- WHAT IS EXPECTED -
Each record that follows should be reproduced in full, character for character.

- EXTRACTED INFORMATION -
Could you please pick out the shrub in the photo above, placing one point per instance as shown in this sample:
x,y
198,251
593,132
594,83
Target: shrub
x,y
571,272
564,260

- REPLY TO THE TASK -
Could you please pick out the shrub in the photo above, placing one point per instance as shown in this sample:
x,y
198,251
593,132
594,83
Target: shrub
x,y
571,272
564,260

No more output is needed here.